* _Exercise aim_
In the glossary of animal-product terms below, condense the paragraph beginning "free-range eggs" into a short bulleted list that keeps its main facts.

*** Opening Text segment ***

Freedom Foods – An RSPCA assurance scheme aiming to give (but not actually giving!) farmed animals five basic freedoms (but does NOT mean ‘free-range’): freedom from fear and distress; from pain, injury and disease; from discomfort and freedom to behave naturally. To join the scheme farmers, animal hauliers and abattoir owners have to agree to certain conditions. In order to fully comply with this no animal could be raised for meat so Freedom Foods is a contradiction in terms. The written standards vary little from the government’s low standards. Viva! has video evidence that some farms licensed by the RSPCA under this scheme are little better than intensive farms. 
free-range eggs - although hens laying these eggs must have access to outdoors the reality is that most systems keep huge flocks of birds (up to 16,000) in one shed. (Usually it’s only on the few small scale units that hens are genuinely free range.) Outside access is usually through a few small holes and this, coupled with hen’s well-developed ‘pecking order’, means that up to half the birds in large scale units never actually get to go outside. Once hens’ egg-laying rate declines they are sent for slaughter. As in all egg systems, males can’t lay eggs, so they are gassed or macerated at one day old. 
free-range meats – meat from animals kept in the open as opposed to inside factory farms (though even these would be kept inside for some parts of the year). Many so-called free-range meats fail good animal welfare needs – eg free-range pigs are often kept in barren muddy fields instead of their natural home of woodland. The animals from these systems are still sent for slaughter young – they are not simply left to die naturally of old age. 
fur - clothing material from slaughtered animals. Millions of caged (especially mink and fox) and wild-caught animals are killed every year for their fur. Whilst the UK market for coats made from fur has declined, the fur industry is incorporating real fur into fur trims on eg coat/jacket hoods and cuffs.

*** Closing Text segment ***
*** Opening Source material ***

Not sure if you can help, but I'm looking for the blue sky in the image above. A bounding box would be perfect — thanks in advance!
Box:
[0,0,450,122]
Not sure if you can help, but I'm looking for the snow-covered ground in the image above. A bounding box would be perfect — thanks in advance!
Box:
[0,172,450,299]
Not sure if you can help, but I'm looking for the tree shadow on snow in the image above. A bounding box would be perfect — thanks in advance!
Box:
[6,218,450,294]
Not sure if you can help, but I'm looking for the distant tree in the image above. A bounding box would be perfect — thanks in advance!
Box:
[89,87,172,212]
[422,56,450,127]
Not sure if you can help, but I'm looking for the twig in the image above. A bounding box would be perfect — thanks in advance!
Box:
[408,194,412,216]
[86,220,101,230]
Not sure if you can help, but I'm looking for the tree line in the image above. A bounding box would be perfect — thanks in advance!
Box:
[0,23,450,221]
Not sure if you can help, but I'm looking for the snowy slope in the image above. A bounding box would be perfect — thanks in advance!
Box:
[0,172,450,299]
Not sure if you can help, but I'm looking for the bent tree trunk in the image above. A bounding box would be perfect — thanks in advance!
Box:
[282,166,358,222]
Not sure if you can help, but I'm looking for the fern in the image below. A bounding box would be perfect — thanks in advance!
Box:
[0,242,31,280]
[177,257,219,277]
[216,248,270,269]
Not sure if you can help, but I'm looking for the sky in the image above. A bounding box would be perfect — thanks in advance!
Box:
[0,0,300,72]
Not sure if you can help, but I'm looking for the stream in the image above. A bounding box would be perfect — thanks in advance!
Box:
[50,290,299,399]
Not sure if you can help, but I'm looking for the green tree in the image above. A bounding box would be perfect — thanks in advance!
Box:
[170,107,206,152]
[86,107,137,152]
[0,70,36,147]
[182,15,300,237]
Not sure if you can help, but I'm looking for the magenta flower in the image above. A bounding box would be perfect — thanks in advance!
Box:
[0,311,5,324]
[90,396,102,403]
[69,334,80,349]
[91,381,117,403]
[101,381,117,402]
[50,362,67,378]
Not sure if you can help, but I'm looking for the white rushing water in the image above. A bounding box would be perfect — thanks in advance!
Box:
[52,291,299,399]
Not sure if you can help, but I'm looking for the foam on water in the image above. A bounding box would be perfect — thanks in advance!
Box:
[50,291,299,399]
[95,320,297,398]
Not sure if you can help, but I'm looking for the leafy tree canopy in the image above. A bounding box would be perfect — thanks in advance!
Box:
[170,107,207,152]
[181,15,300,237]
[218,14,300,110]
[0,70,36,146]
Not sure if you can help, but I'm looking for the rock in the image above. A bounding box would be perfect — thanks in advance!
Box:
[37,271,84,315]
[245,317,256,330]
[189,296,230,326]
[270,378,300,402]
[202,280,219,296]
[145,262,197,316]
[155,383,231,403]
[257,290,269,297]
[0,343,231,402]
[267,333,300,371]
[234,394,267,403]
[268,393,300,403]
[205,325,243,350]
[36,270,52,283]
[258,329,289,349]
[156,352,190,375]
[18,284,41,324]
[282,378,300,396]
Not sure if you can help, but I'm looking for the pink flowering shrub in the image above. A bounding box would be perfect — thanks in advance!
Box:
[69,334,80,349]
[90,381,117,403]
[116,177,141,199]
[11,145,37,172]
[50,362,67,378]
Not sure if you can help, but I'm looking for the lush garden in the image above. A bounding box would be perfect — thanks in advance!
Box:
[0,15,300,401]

*** Closing Source material ***

* _Answer for this exercise_
- Hens laying free-range eggs must have outdoor access, but most systems keep huge flocks of up to 16,000 birds in one shed.
- Hens are usually genuinely free range only on the few small-scale units.
- Outside access is usually through a few small holes. Together with the hens' pecking order, this means up to half the birds in large-scale units never go outside.
- Hens are sent for slaughter once their egg-laying rate declines.
- As in all egg systems, male chicks are gassed or macerated at one day old.